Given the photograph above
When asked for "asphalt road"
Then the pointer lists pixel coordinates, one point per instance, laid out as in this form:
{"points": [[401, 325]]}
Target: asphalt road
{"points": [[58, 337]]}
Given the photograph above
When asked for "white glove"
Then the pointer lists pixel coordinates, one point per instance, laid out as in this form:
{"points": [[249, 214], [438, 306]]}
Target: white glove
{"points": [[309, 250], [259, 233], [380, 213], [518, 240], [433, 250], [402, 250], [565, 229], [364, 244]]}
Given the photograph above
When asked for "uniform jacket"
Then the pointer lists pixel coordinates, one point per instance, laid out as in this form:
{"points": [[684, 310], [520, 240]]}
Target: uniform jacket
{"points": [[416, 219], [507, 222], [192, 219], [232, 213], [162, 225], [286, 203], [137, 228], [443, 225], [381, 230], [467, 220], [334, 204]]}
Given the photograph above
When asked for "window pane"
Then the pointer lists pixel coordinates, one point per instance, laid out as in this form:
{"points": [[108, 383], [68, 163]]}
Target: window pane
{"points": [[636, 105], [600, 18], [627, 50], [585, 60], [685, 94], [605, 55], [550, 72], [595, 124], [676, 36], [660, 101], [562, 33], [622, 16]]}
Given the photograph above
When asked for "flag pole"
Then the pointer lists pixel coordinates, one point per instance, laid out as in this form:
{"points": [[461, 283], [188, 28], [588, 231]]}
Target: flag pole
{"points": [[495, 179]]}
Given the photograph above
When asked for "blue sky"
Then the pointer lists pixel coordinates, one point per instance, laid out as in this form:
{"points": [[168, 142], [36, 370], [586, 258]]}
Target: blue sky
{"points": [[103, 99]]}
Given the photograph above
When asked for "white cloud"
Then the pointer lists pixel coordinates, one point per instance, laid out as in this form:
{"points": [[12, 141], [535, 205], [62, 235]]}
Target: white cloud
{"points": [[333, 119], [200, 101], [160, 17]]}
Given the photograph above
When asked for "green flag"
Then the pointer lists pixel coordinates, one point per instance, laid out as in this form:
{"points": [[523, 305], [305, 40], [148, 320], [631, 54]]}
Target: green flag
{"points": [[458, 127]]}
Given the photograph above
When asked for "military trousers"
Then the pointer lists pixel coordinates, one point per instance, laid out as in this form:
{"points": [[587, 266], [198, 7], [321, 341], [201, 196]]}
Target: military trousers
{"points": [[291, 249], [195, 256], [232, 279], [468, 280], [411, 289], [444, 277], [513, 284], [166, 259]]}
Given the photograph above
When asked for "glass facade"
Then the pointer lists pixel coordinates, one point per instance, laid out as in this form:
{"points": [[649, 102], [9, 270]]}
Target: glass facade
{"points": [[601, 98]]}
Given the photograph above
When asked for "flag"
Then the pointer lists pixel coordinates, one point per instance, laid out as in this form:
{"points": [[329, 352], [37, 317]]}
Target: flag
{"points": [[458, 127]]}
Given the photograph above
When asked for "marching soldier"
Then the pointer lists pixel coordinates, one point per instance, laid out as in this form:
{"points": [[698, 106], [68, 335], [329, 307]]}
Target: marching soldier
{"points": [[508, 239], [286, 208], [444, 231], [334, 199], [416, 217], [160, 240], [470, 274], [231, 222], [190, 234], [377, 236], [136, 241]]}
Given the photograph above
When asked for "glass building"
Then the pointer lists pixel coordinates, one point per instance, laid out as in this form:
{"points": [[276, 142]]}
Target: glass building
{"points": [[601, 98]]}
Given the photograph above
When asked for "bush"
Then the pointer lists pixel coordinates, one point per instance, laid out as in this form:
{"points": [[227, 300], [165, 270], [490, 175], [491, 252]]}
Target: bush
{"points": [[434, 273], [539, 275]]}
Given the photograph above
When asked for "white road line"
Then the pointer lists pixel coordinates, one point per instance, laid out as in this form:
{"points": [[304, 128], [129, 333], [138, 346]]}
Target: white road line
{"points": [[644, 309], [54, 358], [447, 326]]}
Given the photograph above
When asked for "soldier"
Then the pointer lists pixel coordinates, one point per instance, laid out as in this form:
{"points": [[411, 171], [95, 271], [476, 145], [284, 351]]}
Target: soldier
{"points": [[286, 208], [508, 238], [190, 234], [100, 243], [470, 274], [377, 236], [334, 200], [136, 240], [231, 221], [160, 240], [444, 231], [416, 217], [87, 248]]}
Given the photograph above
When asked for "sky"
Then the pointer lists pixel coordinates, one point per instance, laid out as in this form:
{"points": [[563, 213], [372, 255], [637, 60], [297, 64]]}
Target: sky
◇ ◇ ◇ ◇ ◇
= AIM OF THE TASK =
A faithful, complete reproduction of the listing above is requested.

= TASK RESPONSE =
Given the photograph above
When asked for "asphalt road"
Then the pointer lists pixel coordinates, one point per instance, laid out as in this form:
{"points": [[401, 325]]}
Target: asphalt road
{"points": [[58, 337]]}
Given the photograph above
When asked for "white glove"
Then the pointer lists pixel coordinates, one point per instance, laid out as in this form:
{"points": [[249, 214], [438, 306]]}
Target: white glove
{"points": [[309, 250], [259, 233], [380, 213], [518, 240], [433, 250], [402, 250], [565, 229], [364, 244]]}
Given the photograph above
When asked for "uniform jacket"
Then the pointer lists pixel coordinates, one point per instance, laid out as in this form:
{"points": [[684, 310], [520, 240]]}
Target: uniform jacket
{"points": [[416, 219], [507, 222], [192, 219], [232, 213], [162, 225], [286, 203], [137, 228], [443, 225], [381, 230], [467, 220], [334, 204]]}
Given the photograph above
When asked for "window pane"
Then the pointer lists pixel coordinates, one point per instance, laid out as in this form:
{"points": [[108, 383], [68, 163]]}
Target: window pane
{"points": [[636, 105], [600, 18], [627, 50], [585, 60], [685, 94], [605, 55], [550, 72], [595, 124], [676, 36], [660, 101], [562, 33], [622, 16]]}
Given the photograph above
When asked for "flag pole"
Then the pointer lists pixel coordinates, one point per instance, laid out as in this form:
{"points": [[461, 283], [188, 28], [588, 231]]}
Target: flag pole
{"points": [[495, 179]]}
Given the photograph above
When asked for "blue sky"
Then the pointer lists pixel coordinates, one point per instance, laid out as in this form:
{"points": [[168, 142], [36, 370], [586, 258]]}
Target: blue sky
{"points": [[103, 99]]}
Given the photograph above
When asked for "white cloud"
Then the pointer lists pixel coordinates, one point per instance, laid out as in this form:
{"points": [[12, 141], [535, 205], [62, 235]]}
Target: white cloud
{"points": [[333, 119], [200, 101], [160, 17]]}
Given the photograph above
When asked for "green flag"
Then the pointer lists pixel coordinates, one point per instance, laid out as in this form:
{"points": [[523, 305], [305, 40], [148, 320], [631, 54]]}
Target: green flag
{"points": [[458, 127]]}
Given the photograph above
When asked for "military trousers"
Then the pointer lists pixel coordinates, one point per instance, laid out as in this form:
{"points": [[587, 266], [198, 7], [321, 341], [201, 196]]}
Target: military trousers
{"points": [[291, 249], [195, 256], [232, 279], [468, 280], [411, 289], [444, 277], [513, 284], [166, 259]]}
Given the photograph above
When asked for "glass facade"
Then the pointer lists pixel coordinates, one point per instance, laid out as in this form:
{"points": [[649, 102], [9, 270]]}
Target: glass facade
{"points": [[601, 98]]}
Given the photograph above
When asked for "flag"
Then the pointer lists pixel coordinates, one point per instance, laid out as in this form:
{"points": [[329, 352], [37, 317]]}
Target: flag
{"points": [[458, 127]]}
Given the photograph above
When asked for "marching soldier"
Then the pointer lists pixel coordinates, one point per instance, laid out as in this form:
{"points": [[698, 106], [68, 335], [329, 307]]}
Target: marching soldier
{"points": [[508, 239], [286, 208], [444, 231], [334, 199], [416, 217], [160, 240], [470, 274], [231, 222], [190, 234], [377, 236], [136, 241]]}
Given the photograph above
When asked for "glass building"
Then the pointer lists pixel coordinates, one point per instance, laid out as in this form:
{"points": [[276, 142]]}
Target: glass building
{"points": [[601, 98]]}
Given the photograph above
When asked for "bush"
Then the pointer lists pixel coordinates, one point per instance, laid out as in this form:
{"points": [[227, 300], [165, 270], [490, 175], [491, 252]]}
Target: bush
{"points": [[434, 273], [539, 275]]}
Given the photograph above
When asked for "white road line"
Then the pointer lists pixel coordinates, one point per instance, laid out as in this form:
{"points": [[304, 128], [129, 333], [138, 346]]}
Target: white road line
{"points": [[644, 309], [54, 358], [447, 326]]}
Given the photograph above
When asked for "soldier"
Then the pointer lists pixel coordinates, one point per instance, laid out as in this form:
{"points": [[411, 171], [95, 271], [476, 145], [284, 351]]}
Target: soldier
{"points": [[286, 208], [508, 238], [190, 234], [100, 243], [470, 274], [377, 236], [334, 200], [136, 240], [231, 221], [160, 240], [444, 231], [416, 217], [87, 248]]}
Given the photograph above
When asked for "sky"
Then the pointer lists pixel coordinates, one point per instance, laid out as in this form:
{"points": [[563, 213], [372, 255], [637, 60], [297, 64]]}
Target: sky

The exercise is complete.